> **Task 1**: In the bankruptcy court opinion, on what date did the debtor file his voluntary chapter 7 petition?
> **Task 2**: Pick up the bankruptcy court opinion on the dischargeability of the debtor's debts after its last sentence, and continue it in the same legal style.

> **Excerpt provided**:
%%
United States Bankruptcy Court, E.D. New York
Oct 11, 2001
268 B.R. 10 (Bankr. E.D.N.Y. 2001)

Summary

finding no identity of issues where plaintiff could not point to any portion of record where the parties had contested issues pertinent to dischargeability

Summary of this case from In re Suarez

Opinion

Bankruptcy No. 800-85189-288(sb), Adversary No. 800-8440-288(sb).

October 11, 2001.

Roe, Wallace, Esteve, Taroff Taitz, LLP, By Marian H. Russo, Esq., Patchogue, NY, for Plaintiffs.

Richard S. Feinsilver, Esq., Carle Place, NY, for Debtor.


MEMORANDUM AND ORDER


Background.

These motions come before the Court in an adversary proceeding brought by the plaintiffs, Arizona Tomato, L.L.C. (Tomato) and Frank A. Cosentino (Cosentino) (the plaintiffs) against the debtor, Joseph M. Guccione, Sr. (the debtor), to determine the dischargeability of certain debts owed by the debtor to the plaintiffs. On August 15, 2000, the debtor filed a voluntary petition in bankruptcy for relief under chapter 7. The plaintiffs filed their complaint and the summons issued on November 27, 2000. The debtor's answer followed on December 28, 2000. In the meantime, an Order of Discharge was issued on December 12, 2000.

The complaint seeks a determination that certain debts are nondischargeable under 11 U.S.C. § 523(a)(2), (4) and (6). Specifically, Count One of the complaint asserts that the debt incurred by the debtor as a result of a ruling in National Association of Securities Dealers (NASD) arbitration proceeding is nondischargeable as a debt for money obtained by fraud within the meaning of section 523(a)(2). The plaintiffs claim that the debtor, as General Securities Principal, President, Director, and founder of his brokerage firm, supervised, facilitated and assisted in material misrepresentations of fact and omissions of material fact made by employees of the firm in connection with certain investments made by the firm on behalf of the plaintiffs. The plaintiffs assert that the debtor and his employees knowingly misrepresented to the plaintiffs the degree of their experience and skill in investments; that they knowingly made representations of fact and omitted others; that the plaintiffs reasonably relied on these statements; and consequently, the plaintiffs were damaged in an amount to be proved at trial. Complaint, ¶¶ 49-53. Count Two asserts an exception to discharge in that the debt was in connection with fraud while the defendant was acting in a fiduciary capacity within the meaning of section 523(a)(4). The plaintiffs claim that the fiduciary duty owed to them by the debtor was breached with deliberate intent when the debtor facilitated and directly participated in fraud, churning, and other misconduct upon the plaintiffs. Complaint, ¶¶ 55-59. Count Three asserts that the above-stated actions were wrongful and intentional acts, causing harm and financial loss to the plaintiffs, and amount to a willful and a malicious injury within the meaning of section 532(a)(6). Complaint, ¶¶ 61-62. The plaintiffs seek a judgment that the debtor's indebtedness to the plaintiffs is nondischargeable, and that a judgment be entered against the debtor in an amount of not less that $700,000, with costs, interest and attorneys fees, or alternatively, that there be a finding that the two prior judgments, based on the arbitration award and entered in Arizona an New York, are nondischargeable.
%%
> **Data excerpt**:
%%
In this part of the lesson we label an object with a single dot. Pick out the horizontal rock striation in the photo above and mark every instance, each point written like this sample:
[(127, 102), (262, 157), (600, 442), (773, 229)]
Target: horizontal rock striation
%%
> **Exercise answer 1**: August 15, 2000.

> **Exercise answer 2**:
The plaintiffs have now brought a motion for summary judgment, filed with this Court on March 30, 2001, in which they argue that the issues relating to section 523(a)(2), (4) and (6) were necessarily determined in the NASD arbitration; that the debtor appeared in the arbitration proceeding by the filing of his answer, and although he chose not to participate further, he had a full and fair opportunity to do so; that the arbitration panel's decision in favor of the plaintiffs was confirmed and entered as a final judgment by the Superior Court of Arizona, and, in turn, entered as a final judgment by the New York State Supreme Court. Consequently, it is the plaintiffs' contention that the debtor is collaterally estopped from relitigating these issues before this Court, and that the debt should be declared to be an exception to discharge under section 523(a)(2), (4) and (6). Affirmation of Marian H. Russo (March 19, 2001) (Russo Affirmation in Support), ¶¶ 23-25; Plaintiffs' Memorandum of Law in Support of Motion for Summary Judgment (Plaintiffs' Memorandum in Support) at 7-11. The debtor opposes and asserts that neither the arbitration panel's decision, nor its "Disciplinary Referral," contain findings of fact on which to form a basis to deny the discharge of the debt, and that "[a]n award of damages based upon a[n arbitration] complaint of negligence, breach of contract and failure to supervise does not give rise to a nondischargeability claim under Section 523 of the Bankruptcy Code." Affirmation in Opposition to Motion for Summary Judgment (April 23, 2001) (Feinsilver Affirmation in Opposition), ¶ 13. Furthermore, the debtor argues that the plaintiffs have not produced a sufficient record of the prior arbitration proceeding which indicates whether the issues were previously litigated. Id., ¶¶ 14-22.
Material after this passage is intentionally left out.